DOCUMENT SEGMENT section start
By "protein family" is generally understood a bunch of protein sequences sharing a same function. It has also be shocn that the protein structures inside a family share also a common fold. Such structural and fucntional characteristics are reflected in the conservation of residue when studying a multiple sequence alignment of the protein family. The traces of the function and the structure features is embedded in the conservation of residues common to all sequences, or stretch of residues defining motifs or patterns. Conserved residues may also specify sub-families of protein, or by changing some properties of the whole family, adding new features. It is then essential to develop tools able to identify such residues. As more and more sequences are available from very various origin, the variability observed in a given protein family increases, and simple correlation conserved residues means identical residues doesn't stand anymore.
Several prediction methods have been developped in order to identify conserved residues. Many of them are based on entropy calculation, similarity matrix comparison, evolutionnary tree trace, free energy based methods for example. In Ordalie, two types of methods are implemented, score based methods and a physico-chemical based one.
A special method, called Three Dimensional Cluster, associates three scores to each columns: the free energy score, the mean distance score, and the norm ratio score. The clustering is then made in a three-dimensioanl space, and has been proven to give the best results.
The Threshold method is based on the physico-chemical nature of amino acids appearing in a column. Basically, given a conservation threshold cut-off x, a column is considered to be conserved if x% of the residues, including gaps, are identical in the column. Three types of conservations are considered :
When the alignment has been shared into sub-families, all the above methods will try to identify conserved residues inside each sub-family. A background color will be associated to each sub-family. In a sub-family context, only the first cluster of highly conserved residue is deisplayed. For the Threshold method, residues inside a family that are 100% present, or 80% present if an other sub-family display also a conserved residue, will be shown.
DOCUMENT SEGMENT section end
SUPPLIED MATERIAL section start
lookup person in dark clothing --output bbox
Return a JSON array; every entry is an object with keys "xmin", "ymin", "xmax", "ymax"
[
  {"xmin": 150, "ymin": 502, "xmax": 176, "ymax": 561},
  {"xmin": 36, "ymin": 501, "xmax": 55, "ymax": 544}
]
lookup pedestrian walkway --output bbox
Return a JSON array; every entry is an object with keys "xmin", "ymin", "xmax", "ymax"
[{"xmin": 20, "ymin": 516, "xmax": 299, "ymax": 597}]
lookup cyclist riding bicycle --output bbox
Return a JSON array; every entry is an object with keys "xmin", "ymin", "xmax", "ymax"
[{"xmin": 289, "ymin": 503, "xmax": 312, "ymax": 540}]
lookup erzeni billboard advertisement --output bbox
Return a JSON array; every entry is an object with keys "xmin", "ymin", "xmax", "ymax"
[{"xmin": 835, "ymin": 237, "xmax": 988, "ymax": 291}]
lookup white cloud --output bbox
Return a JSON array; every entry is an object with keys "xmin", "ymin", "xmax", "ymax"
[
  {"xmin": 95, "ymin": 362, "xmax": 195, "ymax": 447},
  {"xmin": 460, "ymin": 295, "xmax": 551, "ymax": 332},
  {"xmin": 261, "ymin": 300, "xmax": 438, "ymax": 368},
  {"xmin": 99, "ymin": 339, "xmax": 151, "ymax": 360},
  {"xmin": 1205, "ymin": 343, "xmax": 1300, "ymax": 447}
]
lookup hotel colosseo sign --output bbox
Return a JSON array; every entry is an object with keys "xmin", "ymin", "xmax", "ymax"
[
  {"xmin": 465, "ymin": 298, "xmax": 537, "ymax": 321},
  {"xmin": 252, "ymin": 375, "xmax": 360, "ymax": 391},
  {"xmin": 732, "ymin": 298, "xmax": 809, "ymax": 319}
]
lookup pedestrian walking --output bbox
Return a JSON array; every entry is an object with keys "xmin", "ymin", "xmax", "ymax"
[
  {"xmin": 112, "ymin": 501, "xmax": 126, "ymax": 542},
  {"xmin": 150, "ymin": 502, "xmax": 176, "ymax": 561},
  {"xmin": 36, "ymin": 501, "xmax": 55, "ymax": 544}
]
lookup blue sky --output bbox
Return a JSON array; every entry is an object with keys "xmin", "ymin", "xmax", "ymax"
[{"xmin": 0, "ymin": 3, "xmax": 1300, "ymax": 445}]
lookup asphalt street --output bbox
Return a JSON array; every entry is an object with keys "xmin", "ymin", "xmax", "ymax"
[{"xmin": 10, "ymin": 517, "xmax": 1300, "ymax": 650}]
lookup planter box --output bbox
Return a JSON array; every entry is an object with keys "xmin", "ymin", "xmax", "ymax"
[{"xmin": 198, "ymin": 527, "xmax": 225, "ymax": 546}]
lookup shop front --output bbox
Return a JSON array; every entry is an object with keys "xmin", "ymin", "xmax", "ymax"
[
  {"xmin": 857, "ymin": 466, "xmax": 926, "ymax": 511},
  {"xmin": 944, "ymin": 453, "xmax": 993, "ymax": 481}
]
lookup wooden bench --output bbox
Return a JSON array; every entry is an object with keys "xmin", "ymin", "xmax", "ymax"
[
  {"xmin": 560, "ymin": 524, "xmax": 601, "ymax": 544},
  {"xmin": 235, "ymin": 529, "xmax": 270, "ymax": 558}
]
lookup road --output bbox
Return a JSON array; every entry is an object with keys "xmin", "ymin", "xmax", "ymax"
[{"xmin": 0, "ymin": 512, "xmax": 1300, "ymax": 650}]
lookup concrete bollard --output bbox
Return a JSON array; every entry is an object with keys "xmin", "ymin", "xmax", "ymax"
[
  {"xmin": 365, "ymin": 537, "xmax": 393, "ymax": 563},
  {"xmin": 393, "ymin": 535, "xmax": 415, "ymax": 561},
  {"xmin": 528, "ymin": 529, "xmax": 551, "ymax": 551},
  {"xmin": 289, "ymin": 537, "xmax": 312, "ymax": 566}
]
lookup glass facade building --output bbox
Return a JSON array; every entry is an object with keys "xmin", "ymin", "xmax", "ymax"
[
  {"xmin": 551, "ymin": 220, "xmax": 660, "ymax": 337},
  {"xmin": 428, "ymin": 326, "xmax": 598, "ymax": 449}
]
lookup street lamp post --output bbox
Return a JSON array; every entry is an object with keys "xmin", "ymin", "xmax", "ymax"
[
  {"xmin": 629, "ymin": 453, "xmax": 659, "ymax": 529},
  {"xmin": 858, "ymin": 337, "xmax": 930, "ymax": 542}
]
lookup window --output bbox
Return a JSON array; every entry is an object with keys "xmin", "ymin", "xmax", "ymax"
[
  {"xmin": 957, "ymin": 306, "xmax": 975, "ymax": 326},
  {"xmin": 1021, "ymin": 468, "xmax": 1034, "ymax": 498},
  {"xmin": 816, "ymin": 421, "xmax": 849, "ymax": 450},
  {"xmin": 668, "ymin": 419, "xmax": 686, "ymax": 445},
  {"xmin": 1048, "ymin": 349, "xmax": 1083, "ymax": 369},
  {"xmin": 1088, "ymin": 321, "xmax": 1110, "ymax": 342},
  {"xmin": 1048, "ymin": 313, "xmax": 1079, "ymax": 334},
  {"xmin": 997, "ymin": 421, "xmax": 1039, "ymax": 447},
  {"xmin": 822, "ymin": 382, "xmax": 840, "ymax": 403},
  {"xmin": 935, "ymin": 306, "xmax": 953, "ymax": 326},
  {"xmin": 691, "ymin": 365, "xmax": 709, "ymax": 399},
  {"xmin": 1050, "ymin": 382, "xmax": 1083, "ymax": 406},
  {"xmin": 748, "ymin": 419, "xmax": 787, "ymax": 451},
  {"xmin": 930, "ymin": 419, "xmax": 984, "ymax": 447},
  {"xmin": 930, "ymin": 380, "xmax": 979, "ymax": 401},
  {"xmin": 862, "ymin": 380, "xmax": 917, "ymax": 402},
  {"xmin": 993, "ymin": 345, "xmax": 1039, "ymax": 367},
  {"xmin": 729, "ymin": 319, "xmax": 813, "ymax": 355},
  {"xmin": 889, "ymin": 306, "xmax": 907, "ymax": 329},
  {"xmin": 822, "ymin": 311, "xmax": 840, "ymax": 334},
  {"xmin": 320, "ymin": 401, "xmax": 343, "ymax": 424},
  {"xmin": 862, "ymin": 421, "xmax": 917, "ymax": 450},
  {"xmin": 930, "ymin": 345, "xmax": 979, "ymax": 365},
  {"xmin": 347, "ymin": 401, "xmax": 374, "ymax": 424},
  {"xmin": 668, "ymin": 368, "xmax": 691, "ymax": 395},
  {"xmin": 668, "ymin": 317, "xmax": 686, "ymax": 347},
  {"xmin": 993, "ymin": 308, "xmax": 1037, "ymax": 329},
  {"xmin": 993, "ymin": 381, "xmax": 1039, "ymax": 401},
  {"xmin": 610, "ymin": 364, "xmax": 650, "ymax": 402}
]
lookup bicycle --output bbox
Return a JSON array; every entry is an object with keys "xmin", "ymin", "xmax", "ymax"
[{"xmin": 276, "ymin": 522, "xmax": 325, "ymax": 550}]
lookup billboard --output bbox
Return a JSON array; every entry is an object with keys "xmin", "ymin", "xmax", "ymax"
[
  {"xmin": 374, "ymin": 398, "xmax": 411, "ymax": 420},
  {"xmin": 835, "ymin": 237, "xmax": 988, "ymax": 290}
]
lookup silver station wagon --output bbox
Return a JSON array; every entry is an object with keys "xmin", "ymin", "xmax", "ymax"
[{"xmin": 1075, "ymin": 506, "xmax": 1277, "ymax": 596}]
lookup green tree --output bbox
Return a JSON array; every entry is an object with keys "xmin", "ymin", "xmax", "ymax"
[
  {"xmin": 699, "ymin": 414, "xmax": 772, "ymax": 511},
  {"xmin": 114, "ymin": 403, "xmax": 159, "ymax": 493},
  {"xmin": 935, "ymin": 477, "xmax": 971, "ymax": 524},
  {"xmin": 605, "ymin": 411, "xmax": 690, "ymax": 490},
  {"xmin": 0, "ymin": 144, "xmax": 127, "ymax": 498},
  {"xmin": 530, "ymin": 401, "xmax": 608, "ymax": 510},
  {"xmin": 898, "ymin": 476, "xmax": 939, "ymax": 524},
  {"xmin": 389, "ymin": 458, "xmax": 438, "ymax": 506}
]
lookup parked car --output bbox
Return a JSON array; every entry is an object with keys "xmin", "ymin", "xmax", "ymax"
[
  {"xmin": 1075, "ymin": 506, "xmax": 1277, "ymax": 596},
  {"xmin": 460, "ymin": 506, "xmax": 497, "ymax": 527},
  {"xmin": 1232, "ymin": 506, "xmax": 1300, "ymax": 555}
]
SUPPLIED MATERIAL section end
[REQUIREMENT]:
Answer these from the Ordalie text:
(a) What three scores does the Three Dimensional Cluster method give each column?
(b) Under the Threshold method, when is a column counted as conserved?
(c) In a sub-family context, which cluster of residues is shown?
You won't need the data for this.

[TASK SOLUTION]:
(a) The free energy score, the mean distance score, and the norm ratio score.
(b) When x% of the residues in the column, including gaps, are identical, where x is the conservation threshold cut-off.
(c) Only the first cluster of highly conserved residues.